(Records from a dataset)
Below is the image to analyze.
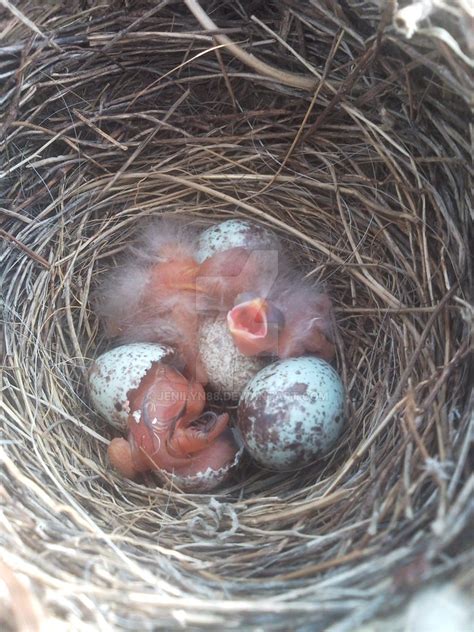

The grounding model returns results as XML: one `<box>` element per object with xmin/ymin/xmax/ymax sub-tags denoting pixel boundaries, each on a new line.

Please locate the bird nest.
<box><xmin>1</xmin><ymin>1</ymin><xmax>472</xmax><ymax>630</ymax></box>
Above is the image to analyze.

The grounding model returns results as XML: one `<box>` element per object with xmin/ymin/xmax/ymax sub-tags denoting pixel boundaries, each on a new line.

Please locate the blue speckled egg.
<box><xmin>237</xmin><ymin>356</ymin><xmax>345</xmax><ymax>470</ymax></box>
<box><xmin>196</xmin><ymin>219</ymin><xmax>280</xmax><ymax>263</ymax></box>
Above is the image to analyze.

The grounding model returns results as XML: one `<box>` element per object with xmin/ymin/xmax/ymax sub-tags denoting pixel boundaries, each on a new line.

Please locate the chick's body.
<box><xmin>197</xmin><ymin>246</ymin><xmax>279</xmax><ymax>312</ymax></box>
<box><xmin>107</xmin><ymin>362</ymin><xmax>240</xmax><ymax>490</ymax></box>
<box><xmin>271</xmin><ymin>280</ymin><xmax>335</xmax><ymax>360</ymax></box>
<box><xmin>95</xmin><ymin>220</ymin><xmax>207</xmax><ymax>383</ymax></box>
<box><xmin>228</xmin><ymin>274</ymin><xmax>336</xmax><ymax>361</ymax></box>
<box><xmin>142</xmin><ymin>254</ymin><xmax>206</xmax><ymax>382</ymax></box>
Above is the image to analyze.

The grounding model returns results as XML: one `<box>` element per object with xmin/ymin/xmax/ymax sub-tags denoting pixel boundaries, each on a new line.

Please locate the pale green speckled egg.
<box><xmin>238</xmin><ymin>356</ymin><xmax>345</xmax><ymax>470</ymax></box>
<box><xmin>196</xmin><ymin>219</ymin><xmax>280</xmax><ymax>263</ymax></box>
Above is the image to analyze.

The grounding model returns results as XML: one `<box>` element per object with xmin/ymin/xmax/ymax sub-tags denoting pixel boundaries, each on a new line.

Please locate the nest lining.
<box><xmin>1</xmin><ymin>1</ymin><xmax>473</xmax><ymax>630</ymax></box>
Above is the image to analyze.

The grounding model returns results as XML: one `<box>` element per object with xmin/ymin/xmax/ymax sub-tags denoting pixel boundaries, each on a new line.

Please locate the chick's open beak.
<box><xmin>227</xmin><ymin>297</ymin><xmax>283</xmax><ymax>356</ymax></box>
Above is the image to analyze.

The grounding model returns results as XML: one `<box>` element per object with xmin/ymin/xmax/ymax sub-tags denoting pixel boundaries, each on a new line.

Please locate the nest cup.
<box><xmin>1</xmin><ymin>2</ymin><xmax>472</xmax><ymax>630</ymax></box>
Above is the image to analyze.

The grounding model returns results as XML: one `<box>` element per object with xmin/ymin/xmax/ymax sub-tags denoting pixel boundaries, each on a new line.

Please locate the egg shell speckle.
<box><xmin>238</xmin><ymin>357</ymin><xmax>345</xmax><ymax>470</ymax></box>
<box><xmin>88</xmin><ymin>343</ymin><xmax>174</xmax><ymax>431</ymax></box>
<box><xmin>154</xmin><ymin>443</ymin><xmax>244</xmax><ymax>492</ymax></box>
<box><xmin>198</xmin><ymin>317</ymin><xmax>268</xmax><ymax>400</ymax></box>
<box><xmin>196</xmin><ymin>219</ymin><xmax>280</xmax><ymax>263</ymax></box>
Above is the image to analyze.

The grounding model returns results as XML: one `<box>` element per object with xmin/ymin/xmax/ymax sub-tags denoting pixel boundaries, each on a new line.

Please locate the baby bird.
<box><xmin>227</xmin><ymin>276</ymin><xmax>336</xmax><ymax>361</ymax></box>
<box><xmin>107</xmin><ymin>362</ymin><xmax>236</xmax><ymax>480</ymax></box>
<box><xmin>95</xmin><ymin>219</ymin><xmax>207</xmax><ymax>383</ymax></box>
<box><xmin>196</xmin><ymin>246</ymin><xmax>279</xmax><ymax>313</ymax></box>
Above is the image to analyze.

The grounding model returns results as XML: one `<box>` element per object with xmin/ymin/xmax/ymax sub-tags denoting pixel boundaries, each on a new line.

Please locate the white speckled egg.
<box><xmin>238</xmin><ymin>356</ymin><xmax>345</xmax><ymax>470</ymax></box>
<box><xmin>88</xmin><ymin>343</ymin><xmax>174</xmax><ymax>431</ymax></box>
<box><xmin>198</xmin><ymin>317</ymin><xmax>268</xmax><ymax>400</ymax></box>
<box><xmin>196</xmin><ymin>219</ymin><xmax>280</xmax><ymax>263</ymax></box>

__Problem__. Each line of the data needs to be output exactly, with any image excluded.

__Answer space__.
Below is the image to analyze.

The grounding model returns results as XML: one `<box>` element per object with xmin/ymin/xmax/ymax sub-tags denoting pixel boundaries, each on a new line.

Please locate the bird nest.
<box><xmin>1</xmin><ymin>1</ymin><xmax>472</xmax><ymax>630</ymax></box>
Above is the image to analyze.

The grounding model returns results as XML: one `<box>` element per object with xmin/ymin/xmax/ymax sub-tags denoting pixel boundaries, each on a new line.

Please locate the blue speckled egg.
<box><xmin>237</xmin><ymin>356</ymin><xmax>345</xmax><ymax>470</ymax></box>
<box><xmin>196</xmin><ymin>219</ymin><xmax>280</xmax><ymax>263</ymax></box>
Above is the image to analyze.

The grounding model returns results as XML: one `<box>` element per object with xmin/ymin/xmax/ymax sub-tags denoting pixel boundaries, each on a new line.

Please locate the chick's body.
<box><xmin>197</xmin><ymin>246</ymin><xmax>279</xmax><ymax>312</ymax></box>
<box><xmin>107</xmin><ymin>362</ymin><xmax>240</xmax><ymax>490</ymax></box>
<box><xmin>271</xmin><ymin>280</ymin><xmax>335</xmax><ymax>360</ymax></box>
<box><xmin>95</xmin><ymin>220</ymin><xmax>207</xmax><ymax>383</ymax></box>
<box><xmin>228</xmin><ymin>274</ymin><xmax>336</xmax><ymax>361</ymax></box>
<box><xmin>142</xmin><ymin>254</ymin><xmax>206</xmax><ymax>382</ymax></box>
Above is the image to analyze.

The grounding model returns results as XML: one `<box>` element per object with xmin/ymin/xmax/ymax sub-tags denoting pixel boundaries, each on a new line.

Please locate the pale green speckled egg.
<box><xmin>238</xmin><ymin>356</ymin><xmax>345</xmax><ymax>470</ymax></box>
<box><xmin>196</xmin><ymin>219</ymin><xmax>280</xmax><ymax>263</ymax></box>
Above is the image to analyze.

The grounding model returns results as XML: one `<box>` element per object with xmin/ymin/xmax/ymax sub-tags denoting pixel boundaries, each on a new line.

Please locate the nest lining.
<box><xmin>1</xmin><ymin>1</ymin><xmax>473</xmax><ymax>630</ymax></box>
Above is the image to analyze.

The grounding model returns results as XML: one `<box>` element per object with xmin/ymin/xmax/ymax sub-tags denoting pixel boundaries, each on a new line.

Please locate the chick's open beak.
<box><xmin>227</xmin><ymin>297</ymin><xmax>283</xmax><ymax>356</ymax></box>
Above is the image to analyze.

The grounding model returns results as XML: one `<box>` element per object with xmin/ymin/xmax/ymax sub-tags denoting pixel boundaries, each on a new line.

Please locate the nest cup.
<box><xmin>1</xmin><ymin>2</ymin><xmax>472</xmax><ymax>630</ymax></box>
Above is the image to analyze.

The grounding model returns results as XML: one `<box>` element per object with xmin/ymin/xmax/ymax sub-tags denoting pixel boundaries, each on a new line.

Please locate the egg shell speckle.
<box><xmin>238</xmin><ymin>357</ymin><xmax>345</xmax><ymax>470</ymax></box>
<box><xmin>88</xmin><ymin>343</ymin><xmax>174</xmax><ymax>431</ymax></box>
<box><xmin>154</xmin><ymin>443</ymin><xmax>244</xmax><ymax>492</ymax></box>
<box><xmin>198</xmin><ymin>317</ymin><xmax>268</xmax><ymax>400</ymax></box>
<box><xmin>196</xmin><ymin>219</ymin><xmax>280</xmax><ymax>263</ymax></box>
Above is the image to analyze.

The grounding model returns results as XML: one `<box>` element per object with xmin/ymin/xmax/ymax sub-tags denoting pixel boundaries, each on a new line.

Please locate the baby bird.
<box><xmin>227</xmin><ymin>276</ymin><xmax>336</xmax><ymax>361</ymax></box>
<box><xmin>107</xmin><ymin>362</ymin><xmax>236</xmax><ymax>480</ymax></box>
<box><xmin>95</xmin><ymin>219</ymin><xmax>207</xmax><ymax>383</ymax></box>
<box><xmin>196</xmin><ymin>246</ymin><xmax>279</xmax><ymax>313</ymax></box>
Above is the image to analyze.

The grounding model returns results as XML: one `<box>` element per object with xmin/ymin/xmax/ymax sub-tags denoting pixel boundaries, each on a new line.

Please locate the white speckled egg.
<box><xmin>238</xmin><ymin>356</ymin><xmax>345</xmax><ymax>470</ymax></box>
<box><xmin>88</xmin><ymin>343</ymin><xmax>174</xmax><ymax>431</ymax></box>
<box><xmin>198</xmin><ymin>317</ymin><xmax>268</xmax><ymax>400</ymax></box>
<box><xmin>196</xmin><ymin>219</ymin><xmax>280</xmax><ymax>263</ymax></box>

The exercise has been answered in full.